If an AI gained consciousness, would we know?
Maybe this question strikes you as absurd; maybe, disquieting. Either way, you’ll hear it more in coming years, as human beings develop increasingly close ties with charismatic machines trained on us.
Thankfully, philosophers have pondered consciousness for about as long as philosophers have pondered anything. In recent decades, advances in computing added urgency, with leading thinkers dreaming up a range of provocative thought-experiments: a man communicating from a locked room; a woman afflicted by a blue banana; a bat with an inner life.
To explain, we are publishing this essay about key thought-experiments related to AI, written by the broadcaster and author David Edmonds, whose acclaimed books include Parfit, the recently released Death in a Shallow Pond, and a collection of philosophical essays that he edited, AI Morality. He is currently writing a book on thought-experiments.
—Tom Rachman, AI Policy Perspectives
By David Edmonds
As a young scholar in Oxford, John Searle fell in love twice. First with a fellow student, Dagmar, who became his wife, and second with philosophy. The City of Dreaming Spires was grim in the 1950s, Searle recalled, with unheated buildings and inedible food. “The British were still on wartime rationings,” he said. “You got one egg a week.”
The philosophical fare was more nourishing. Searle described the collection of philosophers in the city as “the best the world has had in one place at one time since ancient Athens.” Two giants of Oxford philosophy, Peter Strawson and J.L. Austin, were key influences on him.
Searle became fixated on one topic that, for the rest of his life, he maintained was the central puzzle for philosophy: consciousness. How was human reality and our conception of ourselves compatible with the physical world? How could beings with free will and intentionality exist? How could politics, ethics and aesthetics arise out of the “mindless, meaningless” stuff from which the physical world was constructed?
From 1959, Searle taught at Berkeley, beginning his career in what now seems a remote era of pen and paper. It wasn’t until the late 1970s that personal computers became widely available. At roughly the same time, debates around artificial intelligence gathered speed and heat.
In 1979, Searle was invited to deliver a lecture at Yale to AI researchers. He knew next-to-nothing about AI, so bought a book on the subject. This described how a computer programme had been fed a story about a man who’d gone to a restaurant, been served a burnt hamburger, and stormed out without paying. Did the man eat the hamburger? The programme correctly worked out that he had not. “They thought that showed it understood,” he commented. “I thought that was ridiculous.”
And so in 1980, Searle published a paper called “Minds, Brains, and Programs,” introducing the Chinese Room, one of several famous philosophical thought-experiments that have had a lasting impact on discussions of consciousness and AI.
It goes something like this. You are the only person in a locked room. A note is passed to you underneath the door. You recognize the characters as being Chinese, but you don’t speak Chinese. By luck, there’s a manual in the room, with instructions on how to manipulate these symbols. You follow the instructions. Without understanding the content of what you’ve written, you produce a reply that you slip back under the door. Another note arrives. With the manual, you again generate a reply.

*****

Written request 1: Copy from the essay on AI consciousness, word for word, the passage from "And so in 1980, Searle" to "generate a reply.".
Written request 2: According to the essay on AI consciousness, in what year did Searle publish "Minds, Brains, and Programs"?
Written request 3: Using the essay on AI consciousness, explain in one to three sentences why Searle bought a book on AI before his Yale lecture.

Dataset content:
*****

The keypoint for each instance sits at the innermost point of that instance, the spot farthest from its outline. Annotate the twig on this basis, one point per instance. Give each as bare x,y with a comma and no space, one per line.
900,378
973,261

*****

Correct output 1:
And so in 1980, Searle published a paper called “Minds, Brains, and Programs,” introducing the Chinese Room, one of several famous philosophical thought-experiments that have had a lasting impact on discussions of consciousness and AI.
It goes something like this. You are the only person in a locked room. A note is passed to you underneath the door. You recognize the characters as being Chinese, but you don’t speak Chinese. By luck, there’s a manual in the room, with instructions on how to manipulate these symbols. You follow the instructions. Without understanding the content of what you’ve written, you produce a reply that you slip back under the door. Another note arrives. With the manual, you again generate a reply.

Correct output 2: 1980.

Correct output 3: Searle had been invited in 1979 to lecture to AI researchers at Yale, but he knew next to nothing about AI. He bought a book on the subject to learn about it.